Instructions for the task
Copy out each of the lines below word for word, with every character unchanged.
•••
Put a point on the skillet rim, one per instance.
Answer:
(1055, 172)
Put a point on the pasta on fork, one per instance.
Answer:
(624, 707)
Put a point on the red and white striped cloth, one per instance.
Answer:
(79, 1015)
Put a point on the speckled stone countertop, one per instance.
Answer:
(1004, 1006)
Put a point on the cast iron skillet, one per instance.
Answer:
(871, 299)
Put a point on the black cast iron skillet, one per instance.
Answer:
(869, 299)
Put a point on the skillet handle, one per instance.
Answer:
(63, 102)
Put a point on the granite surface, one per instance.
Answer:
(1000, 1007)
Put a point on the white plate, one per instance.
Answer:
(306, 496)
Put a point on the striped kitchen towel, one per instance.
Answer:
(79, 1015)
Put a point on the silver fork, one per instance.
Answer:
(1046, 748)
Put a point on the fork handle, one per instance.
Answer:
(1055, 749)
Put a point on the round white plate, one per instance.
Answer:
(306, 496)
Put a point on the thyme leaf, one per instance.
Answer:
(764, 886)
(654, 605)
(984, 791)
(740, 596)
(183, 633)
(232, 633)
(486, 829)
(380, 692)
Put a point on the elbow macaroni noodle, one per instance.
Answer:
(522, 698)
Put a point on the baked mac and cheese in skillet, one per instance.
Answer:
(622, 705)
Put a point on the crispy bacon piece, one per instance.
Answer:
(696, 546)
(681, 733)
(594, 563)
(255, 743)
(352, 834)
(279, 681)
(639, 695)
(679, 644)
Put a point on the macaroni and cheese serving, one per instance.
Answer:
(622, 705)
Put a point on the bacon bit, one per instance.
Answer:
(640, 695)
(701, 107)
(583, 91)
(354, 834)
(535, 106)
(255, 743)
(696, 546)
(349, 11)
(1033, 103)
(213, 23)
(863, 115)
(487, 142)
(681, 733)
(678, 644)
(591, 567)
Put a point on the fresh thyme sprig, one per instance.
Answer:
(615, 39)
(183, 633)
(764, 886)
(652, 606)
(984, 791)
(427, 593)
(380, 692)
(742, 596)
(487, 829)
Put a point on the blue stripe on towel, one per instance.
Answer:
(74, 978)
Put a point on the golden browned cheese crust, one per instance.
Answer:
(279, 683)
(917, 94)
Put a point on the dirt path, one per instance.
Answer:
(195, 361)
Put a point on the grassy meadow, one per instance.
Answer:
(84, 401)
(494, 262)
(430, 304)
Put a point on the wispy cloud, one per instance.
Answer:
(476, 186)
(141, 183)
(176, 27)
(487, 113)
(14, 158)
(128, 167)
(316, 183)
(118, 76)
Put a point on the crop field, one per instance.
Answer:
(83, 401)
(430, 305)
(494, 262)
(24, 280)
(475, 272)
•••
Result of this task
Put a point on the skillet rim, one per instance.
Answer:
(1055, 172)
Put a point on the pasta on fork, one per instance.
Answer:
(624, 707)
Put a point on the red and white striped cloth, one per instance.
Answer:
(79, 1015)
Put a point on the speckled stone countertop, one per instance.
Answer:
(1004, 1006)
Put a point on the cast iron skillet, one per instance.
Answer:
(871, 299)
Put a point on the black cast iron skillet, one per instance.
Answer:
(869, 299)
Put a point on the skillet handle, one per instance.
Answer:
(63, 102)
Put a point on the granite surface, one per instance.
Answer:
(1000, 1007)
Put a point on the white plate, one per instance.
Answer:
(306, 496)
Put a point on the striped kitchen towel, one per instance.
Answer:
(79, 1015)
Put a point on the silver fork, one per instance.
Answer:
(1046, 748)
Put a point on the fork handle, one per instance.
Answer:
(1055, 749)
Put a point on the round white plate, one per instance.
Answer:
(306, 496)
Put a point on the thyme leaf, one per instance.
Answer:
(764, 886)
(654, 605)
(984, 791)
(740, 596)
(183, 633)
(232, 633)
(486, 829)
(380, 692)
Put a point on the elbow macaroni noodle, one per instance.
Answer:
(522, 698)
Put a point on the baked mac and cheese in skillet, one per instance.
Answer:
(622, 705)
Put a point on the crispy bacon piece, one per instance.
Answer:
(696, 546)
(681, 733)
(594, 563)
(255, 743)
(352, 834)
(279, 681)
(639, 695)
(679, 644)
Put a point on the macaroni and cheese serving, one per instance.
Answer:
(622, 705)
Put a point on the bacon bit, one per instance.
Answer:
(640, 695)
(701, 107)
(583, 91)
(354, 834)
(535, 106)
(255, 743)
(696, 546)
(349, 11)
(1033, 103)
(213, 23)
(863, 115)
(487, 142)
(681, 733)
(678, 644)
(591, 567)
Put a point on the fresh thyme sprig, one per instance.
Answer:
(615, 39)
(183, 633)
(764, 886)
(652, 606)
(984, 791)
(427, 593)
(380, 692)
(742, 596)
(487, 829)
Put a point on the blue stripe on towel, one per instance.
Answer:
(74, 978)
Put a point on the golden browned cheese crust, one per instance.
Answer:
(279, 683)
(917, 94)
Put a point on the dirt path, one per instance.
Answer:
(195, 361)
Put a point on the grassy meadow, one per instance.
Answer:
(84, 401)
(494, 262)
(430, 304)
Put a point on the wispy cloud, one per instance.
Answer:
(476, 186)
(141, 183)
(176, 27)
(487, 113)
(14, 158)
(128, 167)
(316, 183)
(118, 76)
Put a point on the crop field, one per instance.
Answer:
(83, 401)
(430, 305)
(494, 262)
(24, 280)
(475, 272)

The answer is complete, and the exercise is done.